PASSAGE SHOWN
How reliance on animal disease models is halting progress in the biomedical sciences


How reliance on animal disease models is halting progress in the biomedical sciences

14 February 2019
In his State of the Union address this year, President Trump pledged $500 million over the next 10 years to fund research into cures for childhood cancers.

This is in addition to the 21st Century Cures Act approved in December 2016, authorizing $1.8 billion in funding for the Cancer Moonshot initiative — a boost in pediatric cancer research funding very much welcomed by the scientific community.

Unfortunately, research funding — however extensive— is only a piece of the puzzle in the development of new drugs and treatments, for cancer or other ailments. Despite exponential increases in research investment and publication numbers over the last decades, the number of new drugs making their way to patients has remained relatively constant. For example, the bio-pharmaceutical industry has seen inflation-adjusted research costs per novel drug increase nearly 100 fold in 60 years. In the same period, the number of scientific publications on new drugs increased over 500 percent, and the number of authors 800 percent, per year, every year. Yet drugs are more likely to fail today than in the 1970s — investment and innovation are very much out of line.

RECORD EXCERPTS
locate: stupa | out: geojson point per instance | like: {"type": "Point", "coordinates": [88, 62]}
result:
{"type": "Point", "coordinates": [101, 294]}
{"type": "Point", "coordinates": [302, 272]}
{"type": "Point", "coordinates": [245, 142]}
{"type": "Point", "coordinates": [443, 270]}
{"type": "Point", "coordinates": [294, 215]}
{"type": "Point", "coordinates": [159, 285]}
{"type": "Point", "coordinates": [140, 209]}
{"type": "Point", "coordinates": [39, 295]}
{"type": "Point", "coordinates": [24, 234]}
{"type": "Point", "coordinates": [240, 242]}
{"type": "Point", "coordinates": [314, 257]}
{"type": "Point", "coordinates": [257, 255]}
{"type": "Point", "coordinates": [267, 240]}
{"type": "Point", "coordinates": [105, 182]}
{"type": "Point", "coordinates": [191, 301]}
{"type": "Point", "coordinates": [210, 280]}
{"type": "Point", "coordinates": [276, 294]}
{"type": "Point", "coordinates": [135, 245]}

...

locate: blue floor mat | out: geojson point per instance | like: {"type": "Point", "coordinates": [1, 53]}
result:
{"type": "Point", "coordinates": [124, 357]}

* * *

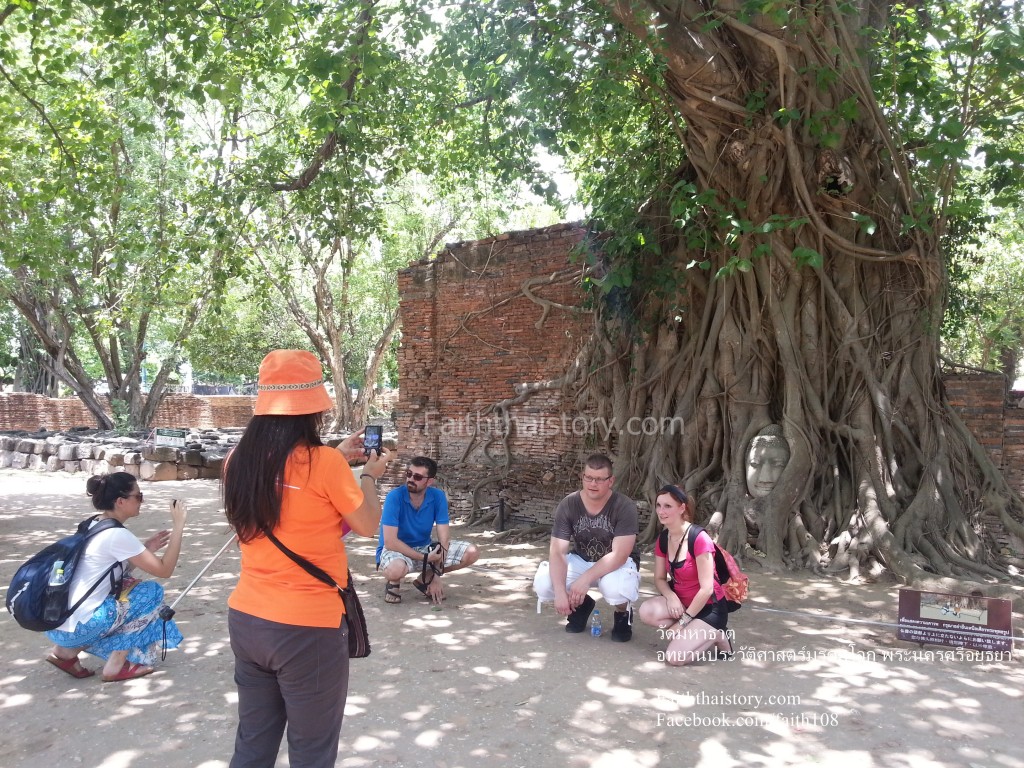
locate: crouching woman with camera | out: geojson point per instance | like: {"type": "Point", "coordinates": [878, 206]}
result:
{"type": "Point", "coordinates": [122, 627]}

CHECK YOUR UNDERSTANDING
1. In the article on animal disease models, reproduce the passage starting at "14 February 2019" and ending at "the scientific community.", substituting "promised" for "pledged".
2. Condense the paragraph of the article on animal disease models that opens with "Unfortunately, research funding" into a shorter version that retains its main facts.
Rely solely on the article on animal disease models in your responses.

ANSWERS
1.
14 February 2019
In his State of the Union address this year, President Trump promised $500 million over the next 10 years to fund research into cures for childhood cancers.

This is in addition to the 21st Century Cures Act approved in December 2016, authorizing $1.8 billion in funding for the Cancer Moonshot initiative — a boost in pediatric cancer research funding very much welcomed by the scientific community.

2. Research funding alone is only one part of developing new drugs and treatments. Although research investment and publication numbers have risen exponentially in recent decades, the number of new drugs reaching patients has stayed relatively constant. Over 60 years, the bio-pharmaceutical industry's inflation-adjusted research costs per novel drug rose nearly 100 fold. In the same period, scientific publications on new drugs increased over 500 percent and their authors 800 percent. Yet drugs are more likely to fail today than in the 1970s, leaving investment and innovation badly out of line.